**Prompt:** In the material below, some lines carry "brick". Copy each such line.

**Information shown:**
##########
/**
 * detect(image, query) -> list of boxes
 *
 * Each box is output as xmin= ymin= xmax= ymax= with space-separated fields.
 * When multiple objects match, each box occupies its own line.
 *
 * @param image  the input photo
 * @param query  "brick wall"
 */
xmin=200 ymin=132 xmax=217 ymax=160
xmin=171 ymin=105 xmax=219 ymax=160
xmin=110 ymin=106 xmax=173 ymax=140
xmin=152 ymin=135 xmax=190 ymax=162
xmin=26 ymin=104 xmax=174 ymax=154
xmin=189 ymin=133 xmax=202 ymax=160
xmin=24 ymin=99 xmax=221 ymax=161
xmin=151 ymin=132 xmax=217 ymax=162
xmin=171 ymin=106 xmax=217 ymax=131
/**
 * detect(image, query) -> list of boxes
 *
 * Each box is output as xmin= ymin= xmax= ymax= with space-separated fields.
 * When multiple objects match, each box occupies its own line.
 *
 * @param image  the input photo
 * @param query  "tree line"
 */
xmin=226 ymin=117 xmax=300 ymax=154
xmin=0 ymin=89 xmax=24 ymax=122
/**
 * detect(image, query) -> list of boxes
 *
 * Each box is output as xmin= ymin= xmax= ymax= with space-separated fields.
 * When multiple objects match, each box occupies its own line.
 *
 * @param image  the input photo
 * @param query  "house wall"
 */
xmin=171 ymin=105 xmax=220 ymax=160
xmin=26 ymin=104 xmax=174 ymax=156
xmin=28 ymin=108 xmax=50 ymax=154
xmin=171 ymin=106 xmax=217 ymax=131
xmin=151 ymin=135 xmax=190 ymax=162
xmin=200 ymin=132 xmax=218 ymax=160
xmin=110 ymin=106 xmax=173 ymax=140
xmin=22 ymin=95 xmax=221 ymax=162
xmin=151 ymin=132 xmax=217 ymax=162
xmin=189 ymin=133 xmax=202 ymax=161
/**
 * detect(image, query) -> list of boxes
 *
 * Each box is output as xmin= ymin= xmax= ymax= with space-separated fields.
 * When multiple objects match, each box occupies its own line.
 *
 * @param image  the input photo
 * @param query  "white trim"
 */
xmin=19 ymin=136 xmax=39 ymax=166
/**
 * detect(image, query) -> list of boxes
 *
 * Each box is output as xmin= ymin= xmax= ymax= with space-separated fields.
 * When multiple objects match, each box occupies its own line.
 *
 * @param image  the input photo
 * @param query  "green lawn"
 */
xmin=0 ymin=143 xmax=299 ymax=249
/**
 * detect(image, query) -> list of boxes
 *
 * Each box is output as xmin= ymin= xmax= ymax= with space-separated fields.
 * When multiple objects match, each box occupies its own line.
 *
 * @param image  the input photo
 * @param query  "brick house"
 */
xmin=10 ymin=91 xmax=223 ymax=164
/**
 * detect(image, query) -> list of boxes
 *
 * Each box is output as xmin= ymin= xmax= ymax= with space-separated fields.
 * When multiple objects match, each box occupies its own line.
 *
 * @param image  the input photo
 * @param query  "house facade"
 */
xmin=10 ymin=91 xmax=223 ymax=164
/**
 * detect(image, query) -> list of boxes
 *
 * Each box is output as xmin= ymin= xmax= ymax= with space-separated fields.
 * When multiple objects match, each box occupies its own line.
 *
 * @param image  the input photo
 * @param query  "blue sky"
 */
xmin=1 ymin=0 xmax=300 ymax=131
##########
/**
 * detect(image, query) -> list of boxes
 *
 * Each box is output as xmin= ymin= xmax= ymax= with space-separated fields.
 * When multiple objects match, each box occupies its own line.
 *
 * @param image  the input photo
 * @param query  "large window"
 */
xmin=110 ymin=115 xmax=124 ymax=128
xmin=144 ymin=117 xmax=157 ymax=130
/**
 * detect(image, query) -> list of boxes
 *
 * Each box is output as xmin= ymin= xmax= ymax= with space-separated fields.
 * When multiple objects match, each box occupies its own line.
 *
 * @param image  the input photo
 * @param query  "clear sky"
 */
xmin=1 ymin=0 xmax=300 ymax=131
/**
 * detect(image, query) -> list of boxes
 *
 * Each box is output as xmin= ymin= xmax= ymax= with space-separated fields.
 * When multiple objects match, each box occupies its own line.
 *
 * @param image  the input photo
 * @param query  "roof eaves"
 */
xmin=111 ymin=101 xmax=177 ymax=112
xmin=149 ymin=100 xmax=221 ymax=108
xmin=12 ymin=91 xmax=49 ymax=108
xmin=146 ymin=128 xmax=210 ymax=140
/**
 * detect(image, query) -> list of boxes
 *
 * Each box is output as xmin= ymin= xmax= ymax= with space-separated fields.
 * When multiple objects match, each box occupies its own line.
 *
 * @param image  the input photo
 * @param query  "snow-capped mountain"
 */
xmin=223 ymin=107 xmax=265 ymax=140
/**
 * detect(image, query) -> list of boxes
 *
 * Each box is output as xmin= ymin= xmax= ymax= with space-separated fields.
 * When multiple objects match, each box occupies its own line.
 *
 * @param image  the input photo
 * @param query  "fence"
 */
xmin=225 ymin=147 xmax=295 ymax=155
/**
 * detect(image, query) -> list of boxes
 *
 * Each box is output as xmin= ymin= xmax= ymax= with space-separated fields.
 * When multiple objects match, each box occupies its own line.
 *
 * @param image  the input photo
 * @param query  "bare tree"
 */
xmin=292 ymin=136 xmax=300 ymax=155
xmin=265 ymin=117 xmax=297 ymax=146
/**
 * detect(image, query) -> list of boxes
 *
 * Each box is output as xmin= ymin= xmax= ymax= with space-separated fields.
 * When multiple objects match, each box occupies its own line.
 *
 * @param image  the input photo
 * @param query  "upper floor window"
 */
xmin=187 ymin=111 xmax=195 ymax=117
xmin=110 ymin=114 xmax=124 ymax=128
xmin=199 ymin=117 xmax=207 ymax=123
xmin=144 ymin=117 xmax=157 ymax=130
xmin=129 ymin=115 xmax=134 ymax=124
##########
**Task result:**
 * @param query  "brick wall"
 * @param query  "brick house"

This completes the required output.